Task to carry out: Can you render the records from the line containing "Would you be so kind as to point out the window" through the last line as a JSON list of strings, one string per line, with blank lines left out and nothing outside that span included?

Data supplied:
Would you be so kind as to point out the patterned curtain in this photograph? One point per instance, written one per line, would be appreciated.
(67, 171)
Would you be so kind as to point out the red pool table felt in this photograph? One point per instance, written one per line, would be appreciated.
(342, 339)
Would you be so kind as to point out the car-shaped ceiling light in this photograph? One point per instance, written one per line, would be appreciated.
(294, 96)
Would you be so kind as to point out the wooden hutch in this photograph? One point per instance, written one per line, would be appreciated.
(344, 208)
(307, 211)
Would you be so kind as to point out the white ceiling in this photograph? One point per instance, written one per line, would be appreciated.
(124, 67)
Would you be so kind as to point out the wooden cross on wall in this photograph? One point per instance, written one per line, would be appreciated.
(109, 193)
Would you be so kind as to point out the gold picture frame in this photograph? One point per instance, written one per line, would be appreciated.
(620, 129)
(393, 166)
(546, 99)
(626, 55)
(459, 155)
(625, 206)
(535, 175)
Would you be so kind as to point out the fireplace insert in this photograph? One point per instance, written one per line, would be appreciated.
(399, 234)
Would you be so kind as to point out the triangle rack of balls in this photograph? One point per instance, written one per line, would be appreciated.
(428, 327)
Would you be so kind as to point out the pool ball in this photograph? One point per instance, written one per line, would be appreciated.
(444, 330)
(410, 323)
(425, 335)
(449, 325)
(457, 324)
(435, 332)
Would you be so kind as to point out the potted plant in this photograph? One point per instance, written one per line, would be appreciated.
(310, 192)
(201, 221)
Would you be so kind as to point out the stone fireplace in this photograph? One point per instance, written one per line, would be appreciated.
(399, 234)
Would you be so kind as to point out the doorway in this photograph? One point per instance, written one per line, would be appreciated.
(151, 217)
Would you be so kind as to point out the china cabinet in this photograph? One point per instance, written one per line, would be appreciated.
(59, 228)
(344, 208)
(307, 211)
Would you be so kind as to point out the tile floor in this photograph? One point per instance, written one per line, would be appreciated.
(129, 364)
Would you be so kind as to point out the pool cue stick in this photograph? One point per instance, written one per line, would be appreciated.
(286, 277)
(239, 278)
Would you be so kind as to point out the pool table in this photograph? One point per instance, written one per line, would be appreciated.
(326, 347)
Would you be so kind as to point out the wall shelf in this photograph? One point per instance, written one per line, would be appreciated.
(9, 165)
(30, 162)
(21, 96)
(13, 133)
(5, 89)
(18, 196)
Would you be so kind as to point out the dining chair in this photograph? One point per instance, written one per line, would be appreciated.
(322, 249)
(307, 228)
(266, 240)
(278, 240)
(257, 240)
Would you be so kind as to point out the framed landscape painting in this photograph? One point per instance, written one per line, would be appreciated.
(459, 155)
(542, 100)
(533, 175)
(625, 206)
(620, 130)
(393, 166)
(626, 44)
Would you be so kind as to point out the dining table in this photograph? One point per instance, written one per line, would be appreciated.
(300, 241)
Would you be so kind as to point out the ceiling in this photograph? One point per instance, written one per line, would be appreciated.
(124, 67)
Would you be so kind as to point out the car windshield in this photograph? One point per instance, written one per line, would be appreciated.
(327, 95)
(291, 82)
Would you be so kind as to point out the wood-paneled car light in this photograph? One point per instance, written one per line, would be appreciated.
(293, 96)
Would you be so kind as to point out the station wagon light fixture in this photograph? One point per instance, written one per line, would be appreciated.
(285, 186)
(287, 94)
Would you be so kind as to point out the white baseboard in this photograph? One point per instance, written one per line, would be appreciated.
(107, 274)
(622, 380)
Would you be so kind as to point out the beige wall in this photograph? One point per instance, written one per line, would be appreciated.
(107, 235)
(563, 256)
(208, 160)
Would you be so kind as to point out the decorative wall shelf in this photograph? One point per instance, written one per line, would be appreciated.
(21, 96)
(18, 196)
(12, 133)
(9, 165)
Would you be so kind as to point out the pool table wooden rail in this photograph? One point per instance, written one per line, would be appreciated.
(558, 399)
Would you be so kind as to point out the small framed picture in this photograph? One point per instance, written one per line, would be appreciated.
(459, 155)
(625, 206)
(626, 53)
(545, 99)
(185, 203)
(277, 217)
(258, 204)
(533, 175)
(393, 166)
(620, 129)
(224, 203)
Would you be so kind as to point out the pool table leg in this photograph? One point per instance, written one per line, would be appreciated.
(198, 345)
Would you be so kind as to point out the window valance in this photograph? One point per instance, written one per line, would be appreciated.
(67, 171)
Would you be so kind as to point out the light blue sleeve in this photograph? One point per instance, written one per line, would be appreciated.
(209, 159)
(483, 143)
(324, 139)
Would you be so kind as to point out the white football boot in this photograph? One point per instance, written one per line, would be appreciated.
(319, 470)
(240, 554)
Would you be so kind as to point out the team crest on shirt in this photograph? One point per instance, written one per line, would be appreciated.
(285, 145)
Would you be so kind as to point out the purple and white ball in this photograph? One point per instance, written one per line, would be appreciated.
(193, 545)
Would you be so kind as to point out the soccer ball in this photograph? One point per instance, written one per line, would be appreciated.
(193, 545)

Output for this task:
[
  "Would you be so kind as to point out the window valance in this photograph? One point per instance, written one per line, would be appreciated.",
  "(67, 171)",
  "Would you be so kind as to point out the light blue sleeve in this photograph? One point per instance, written one per line, would be appreciated.",
  "(209, 159)",
  "(483, 143)",
  "(324, 139)",
  "Would you be so kind as to point out the white football boot in this photograph? One point per instance, written one per line, would be appreciated.",
  "(319, 470)",
  "(240, 554)",
  "Would you be so kind as to point out the team crest on shirt in this photograph? One point per instance, written one per line, would be appreciated.",
  "(285, 145)",
  "Would you be so kind as to point out the purple and white ball in this photograph? One point per instance, written one per line, would be appreciated.",
  "(193, 545)",
  "Would you be so kind as to point out the soccer ball in this photograph? One point per instance, written one per line, would be appreciated.",
  "(193, 545)"
]